Botellón, diversión, delincuencia
Sería injusto estigmatizar a toda la juventud por la proliferación de ‘macrobotellones’ que acaban violentamente en delincuencia. Pero algo grave está cambiando y tanta permisividad no ayuda
Los ‘macrobotellones’ con los que miles de jóvenes organizados por las redes sociales están colonizando durante los fines de semana las principales ciudades de España, se han convertido ya en un problema de primera magnitud. Primero, porque muchos de ellos acostumbran a concluir cada fiesta masiva con actos de violencia callejera y con el destrozo de mobiliario urbano, como si el salvajismo formara parte de la diversión. Y segundo, porque son inconcebibles la permisividad y la falta de previsión de muchas autoridades locales y delegaciones del Gobierno ante un fenómeno creciente y alarmante que está excediendo con mucho una legítima práctica del ocio juvenil. De hecho, es una cuestión de orden público que está alterando la pacífica convivencia en ciudades como Madrid y Barcelona cuando sus calles son conquistadas por miles y miles de jóvenes incapaces de atender a cualquier normativa municipal o a cualquier prohibición policial.

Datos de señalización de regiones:
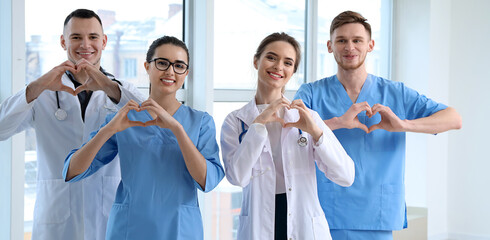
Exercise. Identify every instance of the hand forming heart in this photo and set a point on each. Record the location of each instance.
(389, 121)
(96, 79)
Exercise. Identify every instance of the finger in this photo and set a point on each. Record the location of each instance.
(291, 124)
(67, 89)
(363, 127)
(136, 124)
(151, 123)
(80, 89)
(68, 63)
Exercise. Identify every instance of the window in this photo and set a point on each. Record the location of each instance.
(130, 29)
(130, 68)
(236, 37)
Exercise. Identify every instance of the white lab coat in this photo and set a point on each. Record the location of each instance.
(250, 165)
(66, 210)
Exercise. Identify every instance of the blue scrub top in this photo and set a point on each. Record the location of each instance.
(157, 196)
(376, 200)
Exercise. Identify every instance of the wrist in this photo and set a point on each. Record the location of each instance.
(333, 123)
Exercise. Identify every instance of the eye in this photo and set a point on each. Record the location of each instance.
(180, 66)
(162, 63)
(270, 57)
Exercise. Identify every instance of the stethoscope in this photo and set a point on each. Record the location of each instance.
(60, 114)
(302, 140)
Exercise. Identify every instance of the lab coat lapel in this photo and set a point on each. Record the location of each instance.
(248, 113)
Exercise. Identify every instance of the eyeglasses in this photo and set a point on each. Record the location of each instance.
(163, 64)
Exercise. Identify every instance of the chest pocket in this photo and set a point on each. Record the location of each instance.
(296, 158)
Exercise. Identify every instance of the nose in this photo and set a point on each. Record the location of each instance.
(349, 45)
(85, 43)
(278, 65)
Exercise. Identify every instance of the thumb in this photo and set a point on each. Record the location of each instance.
(68, 90)
(80, 89)
(374, 127)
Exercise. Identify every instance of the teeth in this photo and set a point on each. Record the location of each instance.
(275, 75)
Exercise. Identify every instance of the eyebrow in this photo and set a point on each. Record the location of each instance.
(90, 34)
(273, 53)
(176, 61)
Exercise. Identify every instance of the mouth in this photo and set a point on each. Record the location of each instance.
(350, 57)
(275, 76)
(85, 54)
(167, 81)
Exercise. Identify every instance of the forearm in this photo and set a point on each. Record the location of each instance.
(438, 122)
(82, 158)
(195, 162)
(334, 123)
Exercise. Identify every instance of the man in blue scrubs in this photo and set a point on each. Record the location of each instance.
(369, 115)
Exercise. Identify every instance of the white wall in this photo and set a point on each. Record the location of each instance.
(469, 161)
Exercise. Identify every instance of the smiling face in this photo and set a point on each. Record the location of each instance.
(275, 66)
(84, 38)
(350, 44)
(166, 82)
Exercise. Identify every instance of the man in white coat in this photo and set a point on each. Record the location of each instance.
(64, 106)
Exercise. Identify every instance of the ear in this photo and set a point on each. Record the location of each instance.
(371, 45)
(104, 41)
(62, 42)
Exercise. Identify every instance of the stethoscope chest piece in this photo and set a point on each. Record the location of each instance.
(302, 141)
(60, 114)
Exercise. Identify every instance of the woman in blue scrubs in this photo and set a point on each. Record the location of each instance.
(167, 151)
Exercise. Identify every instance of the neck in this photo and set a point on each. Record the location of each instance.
(267, 95)
(82, 76)
(168, 102)
(352, 80)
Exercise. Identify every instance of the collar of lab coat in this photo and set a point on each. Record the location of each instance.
(249, 112)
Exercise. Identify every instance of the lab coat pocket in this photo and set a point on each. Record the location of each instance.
(109, 187)
(190, 223)
(320, 228)
(392, 203)
(298, 160)
(53, 201)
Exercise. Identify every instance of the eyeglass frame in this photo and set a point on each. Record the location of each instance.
(170, 64)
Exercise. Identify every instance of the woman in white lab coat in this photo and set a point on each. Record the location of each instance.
(270, 147)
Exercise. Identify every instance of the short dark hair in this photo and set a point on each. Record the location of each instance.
(166, 40)
(280, 36)
(82, 13)
(349, 17)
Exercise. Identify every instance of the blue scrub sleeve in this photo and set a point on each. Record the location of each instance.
(105, 155)
(304, 93)
(209, 149)
(418, 105)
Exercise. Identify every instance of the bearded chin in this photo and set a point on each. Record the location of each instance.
(349, 67)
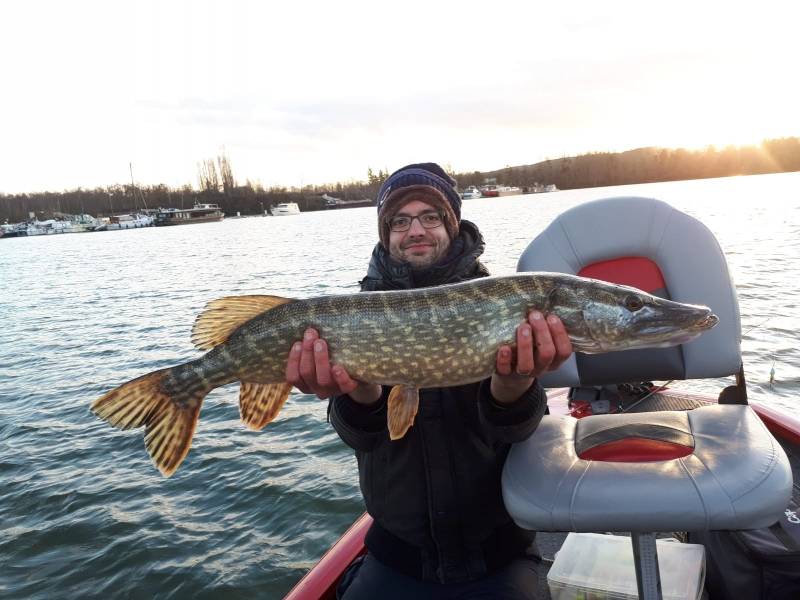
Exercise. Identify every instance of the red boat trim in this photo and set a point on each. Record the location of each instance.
(635, 449)
(636, 271)
(321, 581)
(781, 424)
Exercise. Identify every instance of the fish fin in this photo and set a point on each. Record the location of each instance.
(401, 409)
(223, 316)
(260, 403)
(169, 423)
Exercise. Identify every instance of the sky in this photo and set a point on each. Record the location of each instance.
(315, 92)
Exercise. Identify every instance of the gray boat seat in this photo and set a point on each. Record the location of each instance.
(650, 245)
(714, 467)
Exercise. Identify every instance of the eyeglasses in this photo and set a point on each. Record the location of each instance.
(430, 220)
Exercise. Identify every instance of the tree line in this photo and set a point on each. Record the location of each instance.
(218, 185)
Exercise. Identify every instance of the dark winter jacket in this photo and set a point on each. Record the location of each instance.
(435, 494)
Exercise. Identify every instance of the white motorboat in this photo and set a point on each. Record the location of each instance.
(471, 193)
(285, 208)
(130, 221)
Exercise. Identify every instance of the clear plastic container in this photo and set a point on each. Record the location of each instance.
(593, 566)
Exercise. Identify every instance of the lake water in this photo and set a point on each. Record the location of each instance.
(84, 514)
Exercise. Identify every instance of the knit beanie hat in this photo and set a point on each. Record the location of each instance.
(421, 181)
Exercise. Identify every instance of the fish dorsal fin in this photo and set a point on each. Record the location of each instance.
(259, 404)
(402, 407)
(223, 316)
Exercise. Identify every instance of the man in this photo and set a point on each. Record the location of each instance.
(440, 527)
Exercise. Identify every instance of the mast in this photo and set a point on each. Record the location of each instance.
(133, 185)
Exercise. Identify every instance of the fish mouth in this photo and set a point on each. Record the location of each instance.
(707, 322)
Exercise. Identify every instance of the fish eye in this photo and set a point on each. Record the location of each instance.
(633, 302)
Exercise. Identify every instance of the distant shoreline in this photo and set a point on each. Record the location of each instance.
(598, 169)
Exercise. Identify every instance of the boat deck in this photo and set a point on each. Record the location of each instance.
(548, 543)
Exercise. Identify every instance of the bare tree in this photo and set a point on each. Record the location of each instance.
(207, 174)
(226, 173)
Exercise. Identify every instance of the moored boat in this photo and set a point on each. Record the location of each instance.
(641, 487)
(471, 193)
(285, 208)
(126, 221)
(200, 213)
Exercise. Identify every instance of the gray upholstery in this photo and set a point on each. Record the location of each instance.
(738, 477)
(687, 253)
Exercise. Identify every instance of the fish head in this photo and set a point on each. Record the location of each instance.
(605, 317)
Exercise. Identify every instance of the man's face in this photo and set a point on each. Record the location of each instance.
(418, 246)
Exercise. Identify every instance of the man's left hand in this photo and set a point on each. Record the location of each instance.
(542, 345)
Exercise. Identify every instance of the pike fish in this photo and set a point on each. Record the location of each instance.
(409, 339)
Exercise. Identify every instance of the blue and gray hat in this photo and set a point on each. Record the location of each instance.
(421, 181)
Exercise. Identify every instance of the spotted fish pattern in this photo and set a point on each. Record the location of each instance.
(409, 339)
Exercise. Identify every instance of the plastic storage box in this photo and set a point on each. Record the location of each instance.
(593, 566)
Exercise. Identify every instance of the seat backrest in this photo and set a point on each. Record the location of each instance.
(650, 245)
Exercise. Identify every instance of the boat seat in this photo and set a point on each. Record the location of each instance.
(713, 467)
(650, 245)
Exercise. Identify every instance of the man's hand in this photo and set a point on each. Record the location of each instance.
(542, 345)
(309, 369)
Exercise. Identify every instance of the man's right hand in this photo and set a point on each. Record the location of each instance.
(309, 370)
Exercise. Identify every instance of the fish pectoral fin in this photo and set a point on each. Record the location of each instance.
(260, 403)
(401, 407)
(169, 422)
(223, 316)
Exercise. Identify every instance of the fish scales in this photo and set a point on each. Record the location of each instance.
(410, 339)
(369, 333)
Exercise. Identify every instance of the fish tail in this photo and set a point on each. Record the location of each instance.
(169, 419)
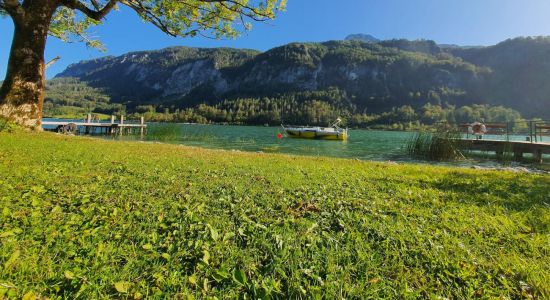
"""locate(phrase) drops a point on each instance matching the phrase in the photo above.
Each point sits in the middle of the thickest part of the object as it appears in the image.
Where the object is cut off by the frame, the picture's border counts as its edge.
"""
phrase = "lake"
(362, 144)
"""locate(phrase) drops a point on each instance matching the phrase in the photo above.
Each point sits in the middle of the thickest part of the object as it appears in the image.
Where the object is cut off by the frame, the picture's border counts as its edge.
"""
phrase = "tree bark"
(22, 93)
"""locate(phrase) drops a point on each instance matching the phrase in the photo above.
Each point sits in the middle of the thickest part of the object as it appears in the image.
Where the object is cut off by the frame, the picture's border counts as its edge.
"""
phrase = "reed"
(441, 145)
(164, 132)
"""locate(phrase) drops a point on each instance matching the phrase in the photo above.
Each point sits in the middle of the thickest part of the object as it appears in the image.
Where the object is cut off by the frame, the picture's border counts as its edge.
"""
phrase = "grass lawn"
(88, 218)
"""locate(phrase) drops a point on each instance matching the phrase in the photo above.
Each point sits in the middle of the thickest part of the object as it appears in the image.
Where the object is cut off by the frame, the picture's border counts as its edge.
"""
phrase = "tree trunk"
(22, 93)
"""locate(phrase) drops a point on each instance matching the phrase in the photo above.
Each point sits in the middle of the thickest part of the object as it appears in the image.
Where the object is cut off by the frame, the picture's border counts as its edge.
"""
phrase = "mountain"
(375, 77)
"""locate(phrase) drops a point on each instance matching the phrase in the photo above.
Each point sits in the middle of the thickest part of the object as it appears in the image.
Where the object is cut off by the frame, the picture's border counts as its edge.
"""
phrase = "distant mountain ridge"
(375, 76)
(362, 37)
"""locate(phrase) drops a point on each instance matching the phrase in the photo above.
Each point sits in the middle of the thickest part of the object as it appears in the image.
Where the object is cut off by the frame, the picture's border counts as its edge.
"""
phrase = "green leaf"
(239, 276)
(69, 275)
(123, 286)
(213, 233)
(192, 279)
(13, 258)
(206, 257)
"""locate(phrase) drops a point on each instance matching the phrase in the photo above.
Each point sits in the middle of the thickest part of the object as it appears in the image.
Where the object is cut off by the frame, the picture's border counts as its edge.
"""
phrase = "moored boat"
(333, 132)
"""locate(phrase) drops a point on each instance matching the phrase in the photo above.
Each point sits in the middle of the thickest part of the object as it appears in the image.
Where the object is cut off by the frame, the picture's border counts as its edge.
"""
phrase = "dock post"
(518, 155)
(141, 128)
(121, 130)
(537, 156)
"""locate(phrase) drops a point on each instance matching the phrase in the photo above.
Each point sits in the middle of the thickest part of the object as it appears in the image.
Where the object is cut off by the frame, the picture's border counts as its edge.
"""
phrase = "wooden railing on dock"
(503, 137)
(89, 126)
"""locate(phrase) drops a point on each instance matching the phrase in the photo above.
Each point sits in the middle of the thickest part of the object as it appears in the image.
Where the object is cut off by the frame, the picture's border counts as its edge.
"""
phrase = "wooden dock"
(90, 127)
(502, 138)
(518, 148)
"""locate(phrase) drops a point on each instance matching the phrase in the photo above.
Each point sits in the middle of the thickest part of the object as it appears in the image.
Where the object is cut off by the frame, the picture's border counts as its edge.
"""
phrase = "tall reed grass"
(442, 145)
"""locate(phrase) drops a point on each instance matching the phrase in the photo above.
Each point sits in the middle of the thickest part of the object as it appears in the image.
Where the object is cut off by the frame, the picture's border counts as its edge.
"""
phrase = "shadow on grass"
(518, 193)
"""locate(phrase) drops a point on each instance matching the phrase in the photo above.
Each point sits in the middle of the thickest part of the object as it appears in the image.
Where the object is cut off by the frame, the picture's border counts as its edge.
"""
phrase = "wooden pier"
(88, 126)
(533, 131)
(518, 148)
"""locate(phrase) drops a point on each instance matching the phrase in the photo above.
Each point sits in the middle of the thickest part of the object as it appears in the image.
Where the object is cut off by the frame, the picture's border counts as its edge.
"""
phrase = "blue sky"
(463, 22)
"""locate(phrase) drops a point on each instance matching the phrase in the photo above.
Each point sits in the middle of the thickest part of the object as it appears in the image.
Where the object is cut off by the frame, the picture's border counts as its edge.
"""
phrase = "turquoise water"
(362, 144)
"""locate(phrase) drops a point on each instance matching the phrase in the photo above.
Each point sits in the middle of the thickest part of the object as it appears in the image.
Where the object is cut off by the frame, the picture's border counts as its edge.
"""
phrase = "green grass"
(88, 218)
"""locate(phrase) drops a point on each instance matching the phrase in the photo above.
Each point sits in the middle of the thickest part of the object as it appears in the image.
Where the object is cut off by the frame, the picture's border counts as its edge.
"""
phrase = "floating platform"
(89, 127)
(519, 148)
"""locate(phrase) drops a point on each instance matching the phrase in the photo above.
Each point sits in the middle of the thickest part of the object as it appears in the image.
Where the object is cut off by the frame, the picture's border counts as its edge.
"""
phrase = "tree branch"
(97, 14)
(13, 8)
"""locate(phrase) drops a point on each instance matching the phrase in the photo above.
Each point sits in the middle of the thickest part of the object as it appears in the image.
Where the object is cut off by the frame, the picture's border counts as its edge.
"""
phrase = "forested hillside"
(375, 82)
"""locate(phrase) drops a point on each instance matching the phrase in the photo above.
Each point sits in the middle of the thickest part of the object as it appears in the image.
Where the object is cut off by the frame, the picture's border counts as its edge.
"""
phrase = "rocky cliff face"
(375, 75)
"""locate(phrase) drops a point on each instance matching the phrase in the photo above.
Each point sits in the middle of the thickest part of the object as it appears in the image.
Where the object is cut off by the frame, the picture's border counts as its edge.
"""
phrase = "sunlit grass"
(89, 218)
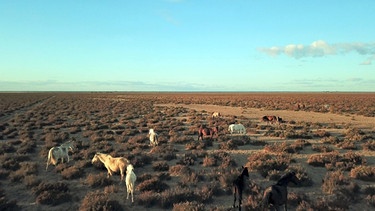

--- DETALLES DE LA TAREA ---
Contesta estas preguntas sobre el editorial de los macrobotellones:
1. Según el subtítulo, ¿qué sería injusto hacer?
2. ¿A través de qué medio se organizan los jóvenes que acuden a los macrobotellones?
3. ¿Qué dos ciudades menciona el editorial como lugares donde se altera la pacífica convivencia?

--- RESULTADO DE LA TAREA ---
1. Sería injusto estigmatizar a toda la juventud por la proliferación de los macrobotellones.
2. Los jóvenes se organizan por las redes sociales.
3. El editorial menciona Madrid y Barcelona.